> [Exercise details]:
Set out each line of the material below as a row of a Markdown table with the columns No. and Line, numbering the rows and skipping blank lines.

> [Provided data]:
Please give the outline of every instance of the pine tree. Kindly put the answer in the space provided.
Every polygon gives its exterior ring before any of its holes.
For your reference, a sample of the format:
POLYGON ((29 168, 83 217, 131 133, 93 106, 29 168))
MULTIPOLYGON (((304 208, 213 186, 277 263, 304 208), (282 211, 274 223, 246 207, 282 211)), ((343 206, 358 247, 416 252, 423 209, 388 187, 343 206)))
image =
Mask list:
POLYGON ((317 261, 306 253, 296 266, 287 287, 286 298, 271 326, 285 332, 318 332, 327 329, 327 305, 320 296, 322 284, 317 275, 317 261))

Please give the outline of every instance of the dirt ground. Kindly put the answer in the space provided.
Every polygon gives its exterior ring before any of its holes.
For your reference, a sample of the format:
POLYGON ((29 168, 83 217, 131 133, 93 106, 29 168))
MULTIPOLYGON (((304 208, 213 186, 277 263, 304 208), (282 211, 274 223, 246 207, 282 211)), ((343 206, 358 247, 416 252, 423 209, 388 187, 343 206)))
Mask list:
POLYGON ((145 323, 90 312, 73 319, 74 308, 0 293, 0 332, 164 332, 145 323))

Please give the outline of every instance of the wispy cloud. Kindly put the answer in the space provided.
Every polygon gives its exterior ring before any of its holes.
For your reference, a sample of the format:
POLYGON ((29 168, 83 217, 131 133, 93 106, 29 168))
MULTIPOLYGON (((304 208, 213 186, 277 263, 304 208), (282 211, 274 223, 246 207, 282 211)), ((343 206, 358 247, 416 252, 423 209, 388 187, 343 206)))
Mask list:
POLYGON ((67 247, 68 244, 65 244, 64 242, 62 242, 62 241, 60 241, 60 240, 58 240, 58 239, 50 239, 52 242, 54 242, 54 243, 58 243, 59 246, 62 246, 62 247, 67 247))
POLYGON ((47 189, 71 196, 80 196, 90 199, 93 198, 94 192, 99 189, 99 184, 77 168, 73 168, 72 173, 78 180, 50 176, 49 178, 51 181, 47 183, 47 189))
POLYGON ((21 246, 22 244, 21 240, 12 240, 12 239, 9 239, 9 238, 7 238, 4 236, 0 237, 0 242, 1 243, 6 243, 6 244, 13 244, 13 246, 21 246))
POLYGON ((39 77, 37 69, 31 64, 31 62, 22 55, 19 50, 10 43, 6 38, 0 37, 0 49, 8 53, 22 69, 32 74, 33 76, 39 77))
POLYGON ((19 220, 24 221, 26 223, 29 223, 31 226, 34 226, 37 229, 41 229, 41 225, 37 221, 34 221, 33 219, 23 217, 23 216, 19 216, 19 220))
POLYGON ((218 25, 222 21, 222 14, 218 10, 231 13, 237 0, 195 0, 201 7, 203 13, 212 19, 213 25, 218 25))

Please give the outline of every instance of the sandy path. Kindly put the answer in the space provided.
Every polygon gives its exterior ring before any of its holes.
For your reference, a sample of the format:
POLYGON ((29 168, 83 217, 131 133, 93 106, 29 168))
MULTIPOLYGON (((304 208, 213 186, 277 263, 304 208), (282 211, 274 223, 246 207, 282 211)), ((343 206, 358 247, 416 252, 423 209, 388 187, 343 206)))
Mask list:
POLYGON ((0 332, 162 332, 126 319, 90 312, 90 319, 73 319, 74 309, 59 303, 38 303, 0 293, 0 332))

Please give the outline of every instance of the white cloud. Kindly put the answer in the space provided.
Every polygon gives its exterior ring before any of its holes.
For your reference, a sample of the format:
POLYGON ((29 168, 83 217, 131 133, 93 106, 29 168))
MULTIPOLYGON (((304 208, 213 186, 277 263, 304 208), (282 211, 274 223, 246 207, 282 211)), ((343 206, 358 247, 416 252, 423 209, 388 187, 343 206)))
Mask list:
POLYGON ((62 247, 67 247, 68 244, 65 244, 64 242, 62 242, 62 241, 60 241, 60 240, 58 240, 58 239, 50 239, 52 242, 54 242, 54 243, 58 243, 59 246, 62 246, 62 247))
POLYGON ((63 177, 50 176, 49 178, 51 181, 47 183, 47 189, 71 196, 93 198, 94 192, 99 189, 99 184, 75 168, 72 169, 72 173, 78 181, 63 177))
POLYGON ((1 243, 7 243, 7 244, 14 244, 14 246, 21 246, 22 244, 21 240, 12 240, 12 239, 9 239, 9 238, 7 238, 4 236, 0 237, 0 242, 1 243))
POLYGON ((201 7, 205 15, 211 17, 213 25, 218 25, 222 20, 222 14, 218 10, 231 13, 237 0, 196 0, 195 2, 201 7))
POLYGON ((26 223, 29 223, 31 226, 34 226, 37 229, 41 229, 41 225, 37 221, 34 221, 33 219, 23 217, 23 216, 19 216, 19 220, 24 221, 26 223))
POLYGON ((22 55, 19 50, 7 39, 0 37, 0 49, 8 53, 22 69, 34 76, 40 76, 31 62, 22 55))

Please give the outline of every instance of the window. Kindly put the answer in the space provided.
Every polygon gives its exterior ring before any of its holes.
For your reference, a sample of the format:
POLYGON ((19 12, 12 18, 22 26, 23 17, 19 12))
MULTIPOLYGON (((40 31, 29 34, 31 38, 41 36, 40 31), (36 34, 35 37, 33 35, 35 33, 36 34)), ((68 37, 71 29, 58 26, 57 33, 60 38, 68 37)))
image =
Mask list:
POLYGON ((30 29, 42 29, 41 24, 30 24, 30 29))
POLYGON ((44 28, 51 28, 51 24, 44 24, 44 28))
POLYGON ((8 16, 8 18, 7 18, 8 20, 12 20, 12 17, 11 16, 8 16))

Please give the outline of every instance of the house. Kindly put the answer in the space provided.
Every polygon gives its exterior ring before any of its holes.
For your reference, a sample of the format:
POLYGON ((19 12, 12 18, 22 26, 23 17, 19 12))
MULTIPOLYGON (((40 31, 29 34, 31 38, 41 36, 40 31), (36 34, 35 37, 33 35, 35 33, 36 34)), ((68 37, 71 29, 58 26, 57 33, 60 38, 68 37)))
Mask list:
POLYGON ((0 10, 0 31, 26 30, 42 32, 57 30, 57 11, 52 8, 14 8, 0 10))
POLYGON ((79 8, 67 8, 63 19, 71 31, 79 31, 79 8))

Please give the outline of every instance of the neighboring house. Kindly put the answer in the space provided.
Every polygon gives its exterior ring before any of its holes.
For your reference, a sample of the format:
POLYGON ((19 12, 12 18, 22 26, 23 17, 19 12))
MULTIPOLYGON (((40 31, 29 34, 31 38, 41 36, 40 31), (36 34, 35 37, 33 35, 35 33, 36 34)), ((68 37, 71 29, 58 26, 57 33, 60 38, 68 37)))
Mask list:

> [Finished exercise]:
| No. | Line |
|---|---|
| 1 | Please give the outline of every instance of the pine tree. Kindly put the answer in the space provided. |
| 2 | Every polygon gives its exterior ring before any of its holes. |
| 3 | For your reference, a sample of the format: |
| 4 | POLYGON ((29 168, 83 217, 131 133, 93 106, 29 168)) |
| 5 | MULTIPOLYGON (((304 208, 213 186, 277 263, 304 208), (282 211, 274 223, 246 207, 282 211)), ((343 206, 358 247, 416 252, 423 209, 388 187, 343 206))) |
| 6 | image = |
| 7 | Mask list: |
| 8 | POLYGON ((317 261, 306 253, 296 266, 287 287, 286 298, 271 326, 285 332, 318 332, 327 329, 327 305, 320 296, 322 284, 317 275, 317 261)) |
| 9 | Please give the outline of every instance of the dirt ground. Kindly put the answer in the space provided. |
| 10 | Every polygon gives its exterior ring before any of its holes. |
| 11 | For your reference, a sample of the format: |
| 12 | POLYGON ((29 168, 83 217, 131 133, 93 106, 29 168)) |
| 13 | MULTIPOLYGON (((304 208, 213 186, 277 263, 304 208), (282 211, 274 223, 246 207, 282 211)), ((343 206, 358 247, 416 252, 423 209, 388 187, 343 206))) |
| 14 | Mask list: |
| 15 | POLYGON ((145 323, 90 312, 73 319, 74 308, 0 293, 0 332, 164 332, 145 323)) |
| 16 | Please give the outline of every instance of the wispy cloud. Kindly put the answer in the space provided. |
| 17 | Every polygon gives its exterior ring before any of its holes. |
| 18 | For your reference, a sample of the format: |
| 19 | POLYGON ((29 168, 83 217, 131 133, 93 106, 29 168)) |
| 20 | MULTIPOLYGON (((304 208, 213 186, 277 263, 304 208), (282 211, 274 223, 246 207, 282 211)), ((343 206, 358 247, 416 252, 423 209, 388 187, 343 206))) |
| 21 | Mask list: |
| 22 | POLYGON ((67 247, 68 244, 65 244, 64 242, 62 242, 62 241, 60 241, 60 240, 58 240, 58 239, 50 239, 52 242, 54 242, 54 243, 58 243, 59 246, 62 246, 62 247, 67 247)) |
| 23 | POLYGON ((47 189, 71 196, 80 196, 90 199, 93 198, 94 192, 99 189, 99 184, 77 168, 73 168, 72 173, 78 180, 50 176, 49 178, 51 181, 47 183, 47 189)) |
| 24 | POLYGON ((21 246, 22 244, 21 240, 12 240, 12 239, 9 239, 9 238, 7 238, 4 236, 0 237, 0 242, 1 243, 6 243, 6 244, 13 244, 13 246, 21 246)) |
| 25 | POLYGON ((39 77, 37 69, 31 64, 31 62, 22 55, 19 50, 10 43, 6 38, 0 37, 0 49, 8 53, 22 69, 32 74, 33 76, 39 77)) |
| 26 | POLYGON ((19 220, 24 221, 26 223, 29 223, 31 226, 34 226, 37 229, 41 229, 41 225, 37 221, 34 221, 33 219, 23 217, 23 216, 19 216, 19 220)) |
| 27 | POLYGON ((218 25, 222 21, 222 14, 218 10, 231 13, 237 0, 195 0, 201 7, 203 13, 212 19, 213 25, 218 25)) |
| 28 | Please give the outline of every instance of the sandy path. Kindly put the answer in the space provided. |
| 29 | Every polygon gives its exterior ring before any of its holes. |
| 30 | For your reference, a sample of the format: |
| 31 | POLYGON ((29 168, 83 217, 131 133, 93 106, 29 168)) |
| 32 | MULTIPOLYGON (((304 208, 213 186, 277 263, 304 208), (282 211, 274 223, 246 207, 282 211)), ((343 206, 358 247, 416 252, 423 209, 388 187, 343 206))) |
| 33 | Mask list: |
| 34 | POLYGON ((0 332, 162 332, 126 319, 90 312, 90 319, 73 319, 74 309, 59 303, 38 303, 0 293, 0 332)) |
| 35 | Please give the outline of every instance of the white cloud. Kindly put the answer in the space provided. |
| 36 | Every polygon gives its exterior ring before any of its holes. |
| 37 | For your reference, a sample of the format: |
| 38 | POLYGON ((29 168, 83 217, 131 133, 93 106, 29 168)) |
| 39 | MULTIPOLYGON (((304 208, 213 186, 277 263, 304 208), (282 211, 274 223, 246 207, 282 211)), ((343 206, 358 247, 416 252, 423 209, 388 187, 343 206))) |
| 40 | Mask list: |
| 41 | POLYGON ((62 247, 67 247, 68 244, 65 244, 64 242, 62 242, 62 241, 60 241, 60 240, 58 240, 58 239, 50 239, 52 242, 54 242, 54 243, 58 243, 59 246, 62 246, 62 247)) |
| 42 | POLYGON ((63 177, 50 176, 49 178, 51 181, 47 183, 47 189, 71 196, 93 198, 94 192, 99 189, 99 184, 75 168, 72 169, 72 173, 78 181, 63 177)) |
| 43 | POLYGON ((1 243, 7 243, 7 244, 14 244, 14 246, 21 246, 22 244, 21 240, 12 240, 12 239, 9 239, 9 238, 7 238, 4 236, 0 237, 0 242, 1 243)) |
| 44 | POLYGON ((201 7, 205 15, 211 17, 213 25, 218 25, 222 20, 222 14, 218 10, 231 13, 237 0, 196 0, 195 2, 201 7)) |
| 45 | POLYGON ((26 223, 29 223, 31 226, 34 226, 37 229, 41 229, 41 225, 37 221, 34 221, 33 219, 23 217, 23 216, 19 216, 19 220, 24 221, 26 223)) |
| 46 | POLYGON ((22 55, 19 50, 7 39, 0 37, 0 49, 8 53, 22 69, 34 76, 40 76, 31 62, 22 55)) |
| 47 | Please give the outline of every instance of the window. Kindly put the answer in the space provided. |
| 48 | Every polygon gives its exterior ring before any of its holes. |
| 49 | For your reference, a sample of the format: |
| 50 | POLYGON ((19 12, 12 18, 22 26, 23 17, 19 12)) |
| 51 | MULTIPOLYGON (((40 31, 29 34, 31 38, 41 36, 40 31), (36 34, 35 37, 33 35, 35 33, 36 34)), ((68 37, 71 29, 58 26, 57 33, 60 38, 68 37))) |
| 52 | image = |
| 53 | Mask list: |
| 54 | POLYGON ((30 29, 42 29, 41 24, 30 24, 30 29)) |
| 55 | POLYGON ((44 28, 51 28, 51 24, 44 24, 44 28)) |
| 56 | POLYGON ((8 16, 8 18, 7 18, 8 20, 12 20, 12 17, 11 16, 8 16)) |
| 57 | Please give the outline of every instance of the house. Kindly put the answer in the space provided. |
| 58 | Every polygon gives its exterior ring before any of its holes. |
| 59 | For your reference, a sample of the format: |
| 60 | POLYGON ((19 12, 12 18, 22 26, 23 17, 19 12)) |
| 61 | MULTIPOLYGON (((40 31, 29 34, 31 38, 41 36, 40 31), (36 34, 35 37, 33 35, 35 33, 36 34)), ((68 37, 71 29, 58 26, 57 33, 60 38, 68 37))) |
| 62 | Mask list: |
| 63 | POLYGON ((0 10, 0 31, 26 30, 42 32, 57 30, 57 11, 52 8, 14 8, 0 10)) |
| 64 | POLYGON ((79 8, 67 8, 63 19, 71 31, 79 31, 79 8)) |
| 65 | Please give the outline of every instance of the neighboring house. Kindly put the answer in the space provided. |
| 66 | Every polygon gives its exterior ring before any of its holes. |
| 67 | For your reference, a sample of the format: |
| 68 | POLYGON ((19 12, 12 18, 22 26, 23 17, 19 12)) |
| 69 | MULTIPOLYGON (((40 31, 29 34, 31 38, 41 36, 40 31), (36 34, 35 37, 33 35, 35 33, 36 34)), ((68 37, 71 29, 58 26, 57 33, 60 38, 68 37))) |
| 70 | Mask list: |